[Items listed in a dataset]
------------------------------------------------
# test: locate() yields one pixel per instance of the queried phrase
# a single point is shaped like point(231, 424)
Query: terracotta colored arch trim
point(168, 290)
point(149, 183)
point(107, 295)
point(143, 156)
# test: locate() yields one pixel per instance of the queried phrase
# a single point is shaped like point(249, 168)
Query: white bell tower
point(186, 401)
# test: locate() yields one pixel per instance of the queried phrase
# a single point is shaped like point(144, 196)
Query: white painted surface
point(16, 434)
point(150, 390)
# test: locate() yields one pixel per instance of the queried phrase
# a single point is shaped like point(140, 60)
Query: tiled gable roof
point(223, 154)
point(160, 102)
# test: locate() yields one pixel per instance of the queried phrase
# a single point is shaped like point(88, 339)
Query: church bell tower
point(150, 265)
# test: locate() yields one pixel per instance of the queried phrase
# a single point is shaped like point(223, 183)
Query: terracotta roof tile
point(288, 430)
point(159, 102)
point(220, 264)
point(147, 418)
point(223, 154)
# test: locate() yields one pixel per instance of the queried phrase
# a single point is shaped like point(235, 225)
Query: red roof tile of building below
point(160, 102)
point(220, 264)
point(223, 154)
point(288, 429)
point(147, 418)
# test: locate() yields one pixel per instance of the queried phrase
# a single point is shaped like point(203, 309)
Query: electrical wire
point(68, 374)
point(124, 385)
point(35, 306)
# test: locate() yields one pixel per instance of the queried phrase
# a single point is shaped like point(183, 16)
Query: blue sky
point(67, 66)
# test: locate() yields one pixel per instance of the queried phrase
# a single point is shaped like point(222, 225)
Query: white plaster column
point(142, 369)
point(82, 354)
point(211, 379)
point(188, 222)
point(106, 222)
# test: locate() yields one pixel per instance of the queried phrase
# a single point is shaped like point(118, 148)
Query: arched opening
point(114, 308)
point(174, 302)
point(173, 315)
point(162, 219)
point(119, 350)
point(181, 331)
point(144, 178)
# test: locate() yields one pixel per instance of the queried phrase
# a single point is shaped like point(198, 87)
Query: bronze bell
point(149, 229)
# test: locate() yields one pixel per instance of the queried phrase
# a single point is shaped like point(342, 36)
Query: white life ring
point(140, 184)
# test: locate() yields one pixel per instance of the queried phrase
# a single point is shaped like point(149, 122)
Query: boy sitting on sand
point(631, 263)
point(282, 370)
------------------------------------------------
▸ Work order: Retype the entries shown above. Keep every word exactly as it is.

▸ Task output:
# test: locate() yields one pixel per instance of the queried phrase
# a single point is shaped like point(231, 424)
Query: terracotta colored arch trim
point(168, 290)
point(149, 183)
point(107, 295)
point(143, 156)
# test: locate() yields one pixel per instance of the queried phrase
# a single point is shaped like point(249, 168)
Query: white bell tower
point(186, 401)
# test: locate() yields one pixel per instance of the queried phrase
# a single point is shaped like point(144, 196)
Query: white painted surface
point(16, 434)
point(150, 390)
# test: locate() yields one pixel per instance of the queried phrase
# a single point is shaped like point(140, 60)
Query: tiled gable roof
point(223, 154)
point(160, 102)
# test: locate() yields one pixel per instance of the queried phrase
# a single point is shaped like point(88, 339)
Query: church bell tower
point(150, 265)
# test: locate() yields one pixel per instance of the queried phrase
# a single point is shaped like point(223, 183)
Query: terracotta roof tile
point(288, 430)
point(159, 102)
point(220, 264)
point(147, 418)
point(223, 154)
# test: locate() yields one pixel per instance of the queried phrase
# a single point is shaped like point(235, 225)
Query: red roof tile of building below
point(160, 102)
point(220, 264)
point(223, 154)
point(288, 429)
point(147, 418)
# test: locate() yields one pixel per instance of the queried phrase
# a single point is shaped like point(203, 309)
Query: electrical wire
point(68, 374)
point(124, 385)
point(35, 306)
# test: locate() yields one pixel per instance of the queried phrase
# a single point is shaped like point(183, 16)
Query: blue sky
point(67, 66)
# test: locate() yields one pixel per instance of the queried phrase
# a single point is shaped like point(222, 225)
Query: white plaster column
point(142, 369)
point(82, 354)
point(211, 379)
point(188, 222)
point(106, 222)
# test: locate() yields one pixel per instance of the queried phrase
# a single point is shaped like point(118, 148)
Query: arched opening
point(114, 308)
point(174, 302)
point(173, 315)
point(162, 219)
point(119, 350)
point(181, 331)
point(144, 178)
# test: locate() yields one pixel per instance of the queried phrase
# a single point is shaped like point(198, 87)
Query: bronze bell
point(149, 229)
# test: locate() yields one pixel per instance of the queried phrase
# a single point is shaped like point(342, 36)
Query: white life ring
point(140, 184)
# test: locate() yields one pixel per instance of the queried phrase
# a single point is shaped like point(149, 122)
Query: boy sitting on sand
point(631, 263)
point(282, 370)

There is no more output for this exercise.